Passage provided:
________________________________________

SEOUL/WASHINGTON, Jan 2 (Reuters) – The United States is not discussing joint nuclear exercises with South Korea, President Joe Biden said on Monday, contradicting remarks by his South Korean counterpart as tensions flare with North Korea.
South Korean President Yoon Suk-yeol had said that Seoul and Washington are discussing possible joint exercises using U.S. nuclear assets, while North Korean leader Kim Jong Un branded the South its “undoubted enemy”.
“No,” Biden said when asked by reporters at the White House if he was currently discussing joint nuclear exercises with South Korea. He had just returned from a vacation in the U.S. Virgin Islands, where he was accompanied by his national security adviser, Jake Sullivan.
Yoon’s comments, in a newspaper interview published on Monday, followed his call for “war preparation” with an “overwhelming” capability, after a year of a record number of North Korean missile tests and the intrusion of North Korean drones into the South last week.
“The nuclear weapons belong to the United States, but planning, information sharing, exercises and training should be jointly conducted by South Korea and the United States,” Yoon said in the interview with the Chosun Ilbo newspaper.

________________________________________

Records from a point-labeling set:
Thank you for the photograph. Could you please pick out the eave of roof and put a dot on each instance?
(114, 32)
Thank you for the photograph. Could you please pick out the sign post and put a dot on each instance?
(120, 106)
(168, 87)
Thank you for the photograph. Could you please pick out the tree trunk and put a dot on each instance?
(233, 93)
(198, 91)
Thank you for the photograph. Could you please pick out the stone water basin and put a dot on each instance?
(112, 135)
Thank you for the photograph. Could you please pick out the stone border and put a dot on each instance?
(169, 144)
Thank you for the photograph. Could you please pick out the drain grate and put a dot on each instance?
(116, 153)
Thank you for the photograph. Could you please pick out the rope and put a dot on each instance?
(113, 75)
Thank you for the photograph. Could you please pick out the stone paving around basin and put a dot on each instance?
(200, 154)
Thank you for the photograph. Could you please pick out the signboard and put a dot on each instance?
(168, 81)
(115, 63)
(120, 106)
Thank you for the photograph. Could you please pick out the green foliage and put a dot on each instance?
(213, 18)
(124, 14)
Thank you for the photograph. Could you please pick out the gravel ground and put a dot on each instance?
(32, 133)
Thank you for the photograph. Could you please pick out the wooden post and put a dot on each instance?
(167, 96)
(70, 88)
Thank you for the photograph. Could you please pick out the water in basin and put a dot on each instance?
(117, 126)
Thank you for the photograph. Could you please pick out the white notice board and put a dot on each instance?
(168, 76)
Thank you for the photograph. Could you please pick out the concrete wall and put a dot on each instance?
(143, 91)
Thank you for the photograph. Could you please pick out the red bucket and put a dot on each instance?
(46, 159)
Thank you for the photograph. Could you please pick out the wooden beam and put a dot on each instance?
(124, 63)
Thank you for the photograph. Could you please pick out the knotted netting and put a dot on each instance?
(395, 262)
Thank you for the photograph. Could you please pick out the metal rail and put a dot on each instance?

________________________________________

Directives:
[A] According to the news report, which newspaper published the interview in which Yoon spoke about joint exercises?
[B] Resize the entries between the line holding "wall and put a dot on each instance?" and the end of the entries, inclusive, by multiplying every coordinate in the answers by 2.35 and rounding to whole numbers, with halves rounded up. Write out only those lines, including the requests.

Answers to the tasks:
[A] The Chosun Ilbo.

[B]
Thank you for the photograph. Could you please pick out the concrete wall and put a dot on each instance?
(336, 214)
Thank you for the photograph. Could you please pick out the red bucket and put a dot on each instance?
(108, 374)
Thank you for the photograph. Could you please pick out the wooden beam and put a dot on each instance?
(291, 148)
Thank you for the photograph. Could you please pick out the knotted netting and put a dot on each instance?
(928, 616)
Thank you for the photograph. Could you please pick out the metal rail and put a dot on each instance?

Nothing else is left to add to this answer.